• [What is expected]: Find every line in the data below that contains the string "letter", and copy each one. Case counts.

• [Supplied information]:

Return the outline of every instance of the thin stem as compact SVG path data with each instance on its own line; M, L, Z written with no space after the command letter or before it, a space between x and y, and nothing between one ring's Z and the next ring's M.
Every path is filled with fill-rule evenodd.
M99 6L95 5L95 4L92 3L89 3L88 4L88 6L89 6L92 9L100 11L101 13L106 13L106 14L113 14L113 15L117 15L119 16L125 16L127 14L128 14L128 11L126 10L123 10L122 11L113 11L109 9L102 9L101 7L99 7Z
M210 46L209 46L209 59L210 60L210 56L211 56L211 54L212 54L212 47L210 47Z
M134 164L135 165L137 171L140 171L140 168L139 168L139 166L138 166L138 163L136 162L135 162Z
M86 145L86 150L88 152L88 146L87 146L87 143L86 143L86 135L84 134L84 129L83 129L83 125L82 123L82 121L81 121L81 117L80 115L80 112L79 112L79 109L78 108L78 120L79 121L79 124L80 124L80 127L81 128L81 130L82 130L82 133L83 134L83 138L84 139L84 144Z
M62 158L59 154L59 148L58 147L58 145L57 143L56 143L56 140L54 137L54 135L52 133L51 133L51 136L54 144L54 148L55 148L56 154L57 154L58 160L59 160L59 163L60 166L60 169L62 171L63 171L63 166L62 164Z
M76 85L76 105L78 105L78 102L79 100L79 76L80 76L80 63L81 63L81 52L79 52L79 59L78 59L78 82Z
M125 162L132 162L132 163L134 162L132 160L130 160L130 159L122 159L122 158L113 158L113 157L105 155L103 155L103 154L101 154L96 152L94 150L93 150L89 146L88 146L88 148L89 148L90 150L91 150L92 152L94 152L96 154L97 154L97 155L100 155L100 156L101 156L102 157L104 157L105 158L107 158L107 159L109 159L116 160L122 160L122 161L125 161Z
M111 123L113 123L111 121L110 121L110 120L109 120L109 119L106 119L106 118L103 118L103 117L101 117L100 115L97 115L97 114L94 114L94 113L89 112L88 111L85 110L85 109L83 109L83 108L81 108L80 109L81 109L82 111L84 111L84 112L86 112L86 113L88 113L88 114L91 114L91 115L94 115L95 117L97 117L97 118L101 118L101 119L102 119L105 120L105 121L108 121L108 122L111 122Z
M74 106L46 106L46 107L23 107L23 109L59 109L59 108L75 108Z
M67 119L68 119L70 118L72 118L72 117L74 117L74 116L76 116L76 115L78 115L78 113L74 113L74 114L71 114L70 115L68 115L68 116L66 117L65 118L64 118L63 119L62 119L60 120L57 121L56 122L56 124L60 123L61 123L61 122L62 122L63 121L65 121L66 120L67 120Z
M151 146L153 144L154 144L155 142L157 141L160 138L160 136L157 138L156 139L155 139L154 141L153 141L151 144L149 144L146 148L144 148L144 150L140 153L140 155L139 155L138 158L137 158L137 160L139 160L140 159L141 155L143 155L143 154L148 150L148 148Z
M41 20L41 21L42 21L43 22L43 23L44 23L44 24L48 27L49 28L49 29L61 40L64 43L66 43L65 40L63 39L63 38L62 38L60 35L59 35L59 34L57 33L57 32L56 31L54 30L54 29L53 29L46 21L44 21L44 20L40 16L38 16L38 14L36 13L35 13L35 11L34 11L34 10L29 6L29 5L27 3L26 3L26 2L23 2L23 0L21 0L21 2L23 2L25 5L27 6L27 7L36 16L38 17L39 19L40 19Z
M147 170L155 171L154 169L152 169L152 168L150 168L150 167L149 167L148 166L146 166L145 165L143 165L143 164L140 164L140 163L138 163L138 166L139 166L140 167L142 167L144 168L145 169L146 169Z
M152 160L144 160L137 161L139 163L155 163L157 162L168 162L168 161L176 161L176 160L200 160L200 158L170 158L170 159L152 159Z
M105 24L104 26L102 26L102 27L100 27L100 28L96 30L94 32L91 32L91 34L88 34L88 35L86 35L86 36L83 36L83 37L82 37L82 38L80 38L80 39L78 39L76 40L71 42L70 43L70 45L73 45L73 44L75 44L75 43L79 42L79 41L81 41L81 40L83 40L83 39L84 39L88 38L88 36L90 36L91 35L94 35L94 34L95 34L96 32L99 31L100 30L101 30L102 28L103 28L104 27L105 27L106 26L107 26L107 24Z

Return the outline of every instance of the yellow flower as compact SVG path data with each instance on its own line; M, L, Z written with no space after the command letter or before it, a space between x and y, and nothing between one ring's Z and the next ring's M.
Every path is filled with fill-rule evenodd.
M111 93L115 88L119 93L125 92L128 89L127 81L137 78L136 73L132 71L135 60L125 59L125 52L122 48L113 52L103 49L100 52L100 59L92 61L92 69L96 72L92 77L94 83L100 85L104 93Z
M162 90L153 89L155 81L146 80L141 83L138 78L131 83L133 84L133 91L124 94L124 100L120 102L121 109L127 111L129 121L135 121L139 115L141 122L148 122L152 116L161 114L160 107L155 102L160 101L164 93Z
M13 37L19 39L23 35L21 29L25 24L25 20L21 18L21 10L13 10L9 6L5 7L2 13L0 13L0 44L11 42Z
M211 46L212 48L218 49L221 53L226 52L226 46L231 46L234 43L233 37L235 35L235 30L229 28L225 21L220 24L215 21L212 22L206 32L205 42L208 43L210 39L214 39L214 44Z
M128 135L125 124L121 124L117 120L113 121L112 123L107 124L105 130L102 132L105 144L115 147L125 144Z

• [Exercise result]:
Return the outline of every instance of the thin stem as compact SVG path data with each instance on its own line; M, L, Z written with no space after the command letter or before it, a space between x and y, and nothing between one ring's Z and the next ring's M.
Return the outline of every instance of the yellow flower as compact SVG path data with each instance on its own line; M, L, Z written with no space after the command letter or before it, a space between x and y, and nothing between one ring's Z and the next ring's M.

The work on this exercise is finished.